WHAT TO DO: Each line from the one that contains "Find the bathroom" through the end of the entries should be repeated exactly, with nothing added.

RECORD EXTRACTS:
----------------------------------------

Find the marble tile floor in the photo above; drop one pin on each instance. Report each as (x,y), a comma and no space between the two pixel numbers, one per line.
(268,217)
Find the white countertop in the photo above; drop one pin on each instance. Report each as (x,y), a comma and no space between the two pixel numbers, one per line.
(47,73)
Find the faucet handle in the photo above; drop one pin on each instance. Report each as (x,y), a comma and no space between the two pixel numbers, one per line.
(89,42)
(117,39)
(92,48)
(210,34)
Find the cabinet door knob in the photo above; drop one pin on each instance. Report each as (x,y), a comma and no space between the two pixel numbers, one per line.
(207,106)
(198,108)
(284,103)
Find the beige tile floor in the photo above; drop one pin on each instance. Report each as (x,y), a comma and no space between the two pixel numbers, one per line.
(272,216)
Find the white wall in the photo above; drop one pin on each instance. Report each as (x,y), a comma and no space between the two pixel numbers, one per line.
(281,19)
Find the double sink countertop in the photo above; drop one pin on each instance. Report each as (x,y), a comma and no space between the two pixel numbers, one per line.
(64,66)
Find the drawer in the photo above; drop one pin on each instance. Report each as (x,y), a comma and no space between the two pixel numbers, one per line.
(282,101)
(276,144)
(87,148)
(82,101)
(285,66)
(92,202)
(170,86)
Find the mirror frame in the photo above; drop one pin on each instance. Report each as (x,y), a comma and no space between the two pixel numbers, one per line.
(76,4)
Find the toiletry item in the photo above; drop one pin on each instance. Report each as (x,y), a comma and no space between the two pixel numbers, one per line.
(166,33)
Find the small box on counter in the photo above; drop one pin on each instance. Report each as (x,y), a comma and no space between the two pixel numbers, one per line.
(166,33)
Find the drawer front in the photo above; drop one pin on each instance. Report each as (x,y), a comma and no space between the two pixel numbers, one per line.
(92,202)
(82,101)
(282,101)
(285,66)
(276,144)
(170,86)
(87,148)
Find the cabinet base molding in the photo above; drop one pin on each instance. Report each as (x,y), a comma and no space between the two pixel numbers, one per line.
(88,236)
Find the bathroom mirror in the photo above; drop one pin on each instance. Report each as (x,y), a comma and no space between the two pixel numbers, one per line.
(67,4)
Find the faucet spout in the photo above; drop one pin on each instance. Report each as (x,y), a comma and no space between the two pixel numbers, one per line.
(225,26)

----------------------------------------

ANSWER SPACE:
Find the bathroom mirror in the photo above; drop one pin on each instance. Report each as (x,y), a comma and no space between the two pixel numbers, one per line.
(67,4)
Find the faucet spout in the photo above; drop one pin on each instance. Report each as (x,y), a comma and no space between the two pixel numbers, one per line.
(225,26)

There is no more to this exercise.